## WRITTEN PROBLEM 1
Translate this sentence from the tube array passage into Spanish: "The first section 405 of the array of tubes may itself be a rectilinear array of tubes having one or more rows of tubes."

## READING PASSAGE
In accordance with the exemplary embodiment of the present invention shown in FIG. 4, the plurality of sections of the rectilinear array of tubes may comprise a first section 405 of a rectilinear array of tubes having a first diameter, a second section 410 of a rectilinear array of tubes having a second diameter that is smaller than the first diameter, and a third section 415 of a rectilinear array of tubes having a third diameter that is less than the second diameter.
Although the exemplary embodiment of the present invention is described in terms of three sections, the plurality of tubes may also be comprised of any plurality of sections. For example, the plurality of tubes may also comprise any number of sections, such as two sections or four sections. The plurality of sections may each comprise a different number or the same number of tubes within each section of the plurality of sections. Further, each section within the plurality of sections may also comprise a unique rectilinear array of tubes that may each have a different number or the same number of rows and columns as compared to other sections within the plurality of sections. In addition, the spacing of the tubes in a section may differ compared to the spacing of tubes within other sections of the plurality of sections.
In operation, hot air may flow over and through the first section 405 of the array of tubes with the tubes within the first section having a first diameter. The first section 405 of the array of tubes may itself be a rectilinear array of tubes having one or more rows of tubes. The tubes within the array of tubes may be spaced apart from one another, thereby creating gaps between the tubes for the hot air to flow through. The gaps between the tubes may be uniform within the first section of the array of tubes, or may be spaced in a non-uniform manner. Each row of tubes within the first section 405 may also be spaced in an offset manner, so that each row of tubes is slightly offset from a neighboring row of tubes, or may be spaced so that each row of tubes is directly above or below a neighboring row of tubes.
As the hot air passes over the exterior walls of the tubes within the first section 405 and through the first section 405 through the spaces between the tubes in the first section 405, heat transfer between the hot air and the cold fuel carried within the tubes may cause the cold fuel within the tubes to rise in temperature and the hot air to decrease in temperature.

## EXERCISE MATERIAL
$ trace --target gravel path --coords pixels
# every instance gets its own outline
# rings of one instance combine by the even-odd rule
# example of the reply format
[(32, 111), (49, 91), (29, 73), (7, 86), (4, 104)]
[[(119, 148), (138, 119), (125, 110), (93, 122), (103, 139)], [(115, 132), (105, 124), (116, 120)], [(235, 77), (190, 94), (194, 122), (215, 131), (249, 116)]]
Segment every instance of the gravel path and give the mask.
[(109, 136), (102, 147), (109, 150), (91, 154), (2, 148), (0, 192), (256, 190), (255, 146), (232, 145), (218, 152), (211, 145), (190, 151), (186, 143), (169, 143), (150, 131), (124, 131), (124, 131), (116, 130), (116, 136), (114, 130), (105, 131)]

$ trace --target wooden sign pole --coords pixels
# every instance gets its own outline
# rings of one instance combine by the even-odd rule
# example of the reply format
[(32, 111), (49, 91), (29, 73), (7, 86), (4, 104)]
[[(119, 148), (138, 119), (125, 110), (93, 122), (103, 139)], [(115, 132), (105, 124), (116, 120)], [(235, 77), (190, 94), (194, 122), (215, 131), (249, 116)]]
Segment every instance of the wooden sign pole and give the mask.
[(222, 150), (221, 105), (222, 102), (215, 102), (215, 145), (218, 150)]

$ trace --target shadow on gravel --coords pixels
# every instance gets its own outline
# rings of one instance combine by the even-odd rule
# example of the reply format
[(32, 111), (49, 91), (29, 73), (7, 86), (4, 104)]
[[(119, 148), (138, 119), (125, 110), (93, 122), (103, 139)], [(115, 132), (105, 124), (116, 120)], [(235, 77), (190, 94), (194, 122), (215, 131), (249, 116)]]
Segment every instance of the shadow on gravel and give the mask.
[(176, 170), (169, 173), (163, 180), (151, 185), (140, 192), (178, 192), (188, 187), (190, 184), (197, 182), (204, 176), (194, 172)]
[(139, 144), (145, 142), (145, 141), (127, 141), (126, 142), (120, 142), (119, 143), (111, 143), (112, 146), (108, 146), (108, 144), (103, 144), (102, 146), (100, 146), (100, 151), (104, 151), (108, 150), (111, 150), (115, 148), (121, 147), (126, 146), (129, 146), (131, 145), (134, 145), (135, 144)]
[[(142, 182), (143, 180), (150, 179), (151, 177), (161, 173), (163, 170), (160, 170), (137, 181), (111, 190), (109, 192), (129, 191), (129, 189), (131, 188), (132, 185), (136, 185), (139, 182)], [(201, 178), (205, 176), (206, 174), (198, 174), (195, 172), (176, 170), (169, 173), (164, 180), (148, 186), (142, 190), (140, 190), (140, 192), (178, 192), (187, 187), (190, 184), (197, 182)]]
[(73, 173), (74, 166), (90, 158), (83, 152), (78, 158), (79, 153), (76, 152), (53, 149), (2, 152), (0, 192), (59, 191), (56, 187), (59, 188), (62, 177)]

## WRITTEN PROBLEM 2
Print, line for line, the stretch of the rows that opens with their first line and closes with the line containing "Segment every instance of the gravel", both ends included.

## SOLUTION 1
La primera sección 405 del conjunto de tubos puede ser en sí misma un conjunto rectilíneo de tubos que tiene una o más filas de tubos.

## SOLUTION 2
$ trace --target gravel path --coords pixels
# every instance gets its own outline
# rings of one instance combine by the even-odd rule
# example of the reply format
[(32, 111), (49, 91), (29, 73), (7, 86), (4, 104)]
[[(119, 148), (138, 119), (125, 110), (93, 122), (103, 139)], [(115, 132), (105, 124), (116, 120)], [(235, 77), (190, 94), (194, 122), (215, 131), (249, 116)]]
Segment every instance of the gravel path and give the mask.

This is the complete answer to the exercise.